**Data to use:**
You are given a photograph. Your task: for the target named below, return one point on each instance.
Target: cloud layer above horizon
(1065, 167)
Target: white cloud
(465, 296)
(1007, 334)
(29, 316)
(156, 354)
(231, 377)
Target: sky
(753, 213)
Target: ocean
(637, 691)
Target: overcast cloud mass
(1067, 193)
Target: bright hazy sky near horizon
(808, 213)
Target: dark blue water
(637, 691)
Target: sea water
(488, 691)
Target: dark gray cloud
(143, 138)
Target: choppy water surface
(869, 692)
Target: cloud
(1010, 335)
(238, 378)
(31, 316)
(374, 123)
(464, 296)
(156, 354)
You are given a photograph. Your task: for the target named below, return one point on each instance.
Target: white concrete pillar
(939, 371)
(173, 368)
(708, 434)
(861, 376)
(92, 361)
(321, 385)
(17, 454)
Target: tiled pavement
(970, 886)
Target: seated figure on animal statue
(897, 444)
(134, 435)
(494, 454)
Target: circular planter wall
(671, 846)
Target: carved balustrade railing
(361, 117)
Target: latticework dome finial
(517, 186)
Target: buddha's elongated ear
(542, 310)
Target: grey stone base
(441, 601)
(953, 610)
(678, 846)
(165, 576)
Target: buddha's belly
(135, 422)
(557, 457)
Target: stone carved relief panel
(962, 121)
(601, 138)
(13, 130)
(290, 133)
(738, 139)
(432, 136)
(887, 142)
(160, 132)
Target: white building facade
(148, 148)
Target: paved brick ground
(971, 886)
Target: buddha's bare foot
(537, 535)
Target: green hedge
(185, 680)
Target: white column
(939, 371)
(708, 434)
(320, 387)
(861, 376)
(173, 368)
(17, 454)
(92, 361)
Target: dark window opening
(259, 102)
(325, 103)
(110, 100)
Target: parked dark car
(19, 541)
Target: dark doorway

**How to complete this task:**
The full listing above should be restated word for word.

**Reply to the exercise:**
You are given a photograph. Your task: for the target named below, return one point on each instance.
Target: cloud layer above horizon
(1065, 167)
Target: white cloud
(465, 296)
(1007, 334)
(29, 316)
(156, 354)
(231, 377)
Target: sky
(753, 213)
Target: ocean
(637, 691)
Target: overcast cloud mass
(1067, 193)
Target: bright hazy sky near horizon
(808, 213)
Target: dark blue water
(637, 691)
Target: sea water
(488, 691)
Target: dark gray cloud
(143, 138)
Target: choppy water surface
(869, 692)
Target: cloud
(1010, 335)
(238, 378)
(31, 316)
(374, 123)
(464, 296)
(156, 354)
You are given a photograph. Your task: for the target named below, return one point on each instance.
Target: white concrete pillar
(939, 371)
(173, 368)
(708, 434)
(861, 376)
(92, 361)
(321, 385)
(17, 454)
Target: tiled pavement
(970, 886)
Target: seated figure on animal statue
(897, 444)
(134, 435)
(494, 454)
Target: circular planter wall
(671, 846)
Target: carved balustrade railing
(361, 117)
Target: latticework dome finial
(517, 186)
Target: buddha's elongated ear
(542, 310)
Target: grey stone base
(441, 601)
(953, 610)
(678, 846)
(165, 576)
Target: buddha's belly
(135, 422)
(557, 457)
Target: stone carved relief panel
(962, 121)
(601, 138)
(13, 130)
(290, 133)
(738, 139)
(432, 136)
(887, 142)
(160, 132)
Target: white building facade
(148, 148)
Target: paved brick ground
(971, 886)
Target: buddha's bare foot
(537, 535)
Target: green hedge
(185, 680)
Target: white column
(939, 371)
(708, 434)
(320, 387)
(861, 376)
(173, 368)
(17, 454)
(92, 361)
Target: dark window opening
(259, 102)
(325, 103)
(110, 100)
Target: parked dark car
(19, 541)
Target: dark doorway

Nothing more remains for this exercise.